What to do:
a - According to the text on the 1930 Ohio State Buckeyes football team, which stadium was the team's home field?
b - Using the text on the 1930 Ohio State Buckeyes football team, explain why the team has a Big Ten record listed alongside its overall record.

- Conference: Big Ten Conference
- Record: 5–2–1 (2–2–1 Big Ten)
- Head coach: Sam Willaman (2nd season);
- Home stadium: Ohio Stadium

= 1930 Ohio State Buckeyes football team =

American college football season

The 1930 Ohio State Buckeyes football team represented Ohio State University as a member the Big Ten Conference during the 1930 college football season. Led by second-year head coach Sam Willaman, the Buckeyes compiled an overall record of 5–2–1, with a mark of 2–2–1 in conference play, placing fifth.

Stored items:
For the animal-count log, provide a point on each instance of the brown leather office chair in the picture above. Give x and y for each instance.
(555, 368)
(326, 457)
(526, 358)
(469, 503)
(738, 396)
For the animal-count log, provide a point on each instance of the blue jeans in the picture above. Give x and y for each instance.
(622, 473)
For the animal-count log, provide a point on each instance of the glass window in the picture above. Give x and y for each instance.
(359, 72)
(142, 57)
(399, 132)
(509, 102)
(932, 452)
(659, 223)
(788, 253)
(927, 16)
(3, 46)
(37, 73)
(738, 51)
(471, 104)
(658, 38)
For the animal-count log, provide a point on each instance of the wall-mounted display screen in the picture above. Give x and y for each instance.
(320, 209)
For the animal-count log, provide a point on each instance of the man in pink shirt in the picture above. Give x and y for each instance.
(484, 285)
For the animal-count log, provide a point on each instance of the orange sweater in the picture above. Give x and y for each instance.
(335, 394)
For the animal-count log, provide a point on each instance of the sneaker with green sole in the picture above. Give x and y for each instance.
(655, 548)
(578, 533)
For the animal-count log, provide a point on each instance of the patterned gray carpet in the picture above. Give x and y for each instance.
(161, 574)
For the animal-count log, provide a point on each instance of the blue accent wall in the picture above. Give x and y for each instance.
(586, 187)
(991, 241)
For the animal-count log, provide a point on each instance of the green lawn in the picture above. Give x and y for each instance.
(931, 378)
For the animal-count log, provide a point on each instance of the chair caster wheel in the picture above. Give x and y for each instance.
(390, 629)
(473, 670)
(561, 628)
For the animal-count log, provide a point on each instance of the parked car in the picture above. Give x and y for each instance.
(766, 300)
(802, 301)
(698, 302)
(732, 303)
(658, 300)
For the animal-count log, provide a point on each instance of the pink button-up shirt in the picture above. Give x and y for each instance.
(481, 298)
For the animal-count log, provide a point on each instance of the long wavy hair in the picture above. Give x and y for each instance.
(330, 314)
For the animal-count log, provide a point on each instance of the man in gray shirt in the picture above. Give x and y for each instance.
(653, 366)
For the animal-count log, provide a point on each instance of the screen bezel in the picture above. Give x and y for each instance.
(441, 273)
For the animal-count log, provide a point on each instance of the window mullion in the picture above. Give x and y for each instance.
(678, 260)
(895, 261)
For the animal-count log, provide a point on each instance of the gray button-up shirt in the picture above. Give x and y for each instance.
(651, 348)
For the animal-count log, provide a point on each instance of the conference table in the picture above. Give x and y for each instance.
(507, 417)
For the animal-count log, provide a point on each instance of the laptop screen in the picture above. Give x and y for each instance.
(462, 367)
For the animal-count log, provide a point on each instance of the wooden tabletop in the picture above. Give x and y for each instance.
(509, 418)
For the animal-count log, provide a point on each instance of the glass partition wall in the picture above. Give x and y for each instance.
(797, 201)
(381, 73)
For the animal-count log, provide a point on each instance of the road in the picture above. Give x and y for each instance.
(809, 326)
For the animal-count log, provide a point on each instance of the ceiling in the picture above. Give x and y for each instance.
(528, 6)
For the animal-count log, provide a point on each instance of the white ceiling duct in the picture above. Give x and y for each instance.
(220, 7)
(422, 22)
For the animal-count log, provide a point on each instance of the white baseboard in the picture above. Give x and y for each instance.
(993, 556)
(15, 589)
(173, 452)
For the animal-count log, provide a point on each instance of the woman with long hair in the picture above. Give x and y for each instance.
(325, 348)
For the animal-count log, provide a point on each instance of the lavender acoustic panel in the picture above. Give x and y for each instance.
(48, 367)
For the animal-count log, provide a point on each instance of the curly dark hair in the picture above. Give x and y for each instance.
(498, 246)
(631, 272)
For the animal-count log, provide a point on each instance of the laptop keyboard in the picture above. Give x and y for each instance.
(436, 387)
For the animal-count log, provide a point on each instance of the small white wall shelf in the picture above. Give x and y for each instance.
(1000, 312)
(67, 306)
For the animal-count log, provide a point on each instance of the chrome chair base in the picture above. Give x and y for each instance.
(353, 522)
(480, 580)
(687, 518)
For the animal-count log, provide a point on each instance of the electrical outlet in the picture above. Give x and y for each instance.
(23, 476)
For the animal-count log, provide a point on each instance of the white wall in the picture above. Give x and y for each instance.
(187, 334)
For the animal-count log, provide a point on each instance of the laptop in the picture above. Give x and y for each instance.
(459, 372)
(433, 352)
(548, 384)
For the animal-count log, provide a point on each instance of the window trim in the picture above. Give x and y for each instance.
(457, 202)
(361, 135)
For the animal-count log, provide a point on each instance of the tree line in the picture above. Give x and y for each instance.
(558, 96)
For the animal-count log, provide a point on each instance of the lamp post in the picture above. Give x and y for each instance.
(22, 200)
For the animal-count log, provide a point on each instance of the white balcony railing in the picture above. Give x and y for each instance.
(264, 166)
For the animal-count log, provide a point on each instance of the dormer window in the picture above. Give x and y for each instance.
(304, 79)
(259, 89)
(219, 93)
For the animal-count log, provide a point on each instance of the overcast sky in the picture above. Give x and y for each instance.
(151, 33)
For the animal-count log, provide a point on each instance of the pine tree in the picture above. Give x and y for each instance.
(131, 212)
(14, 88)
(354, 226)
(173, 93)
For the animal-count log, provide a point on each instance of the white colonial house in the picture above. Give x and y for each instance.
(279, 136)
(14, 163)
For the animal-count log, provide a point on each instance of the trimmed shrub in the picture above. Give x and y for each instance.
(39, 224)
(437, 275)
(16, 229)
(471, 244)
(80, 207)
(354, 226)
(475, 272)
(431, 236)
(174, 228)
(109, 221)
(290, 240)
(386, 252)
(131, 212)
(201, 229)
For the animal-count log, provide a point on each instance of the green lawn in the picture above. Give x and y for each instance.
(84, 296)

Solution set:
a - Ohio Stadium

b - The team played as a member of the Big Ten Conference, so its conference games are tallied separately as a 2–2–1 mark within its overall 5–2–1 record. That conference mark placed the Buckeyes fifth.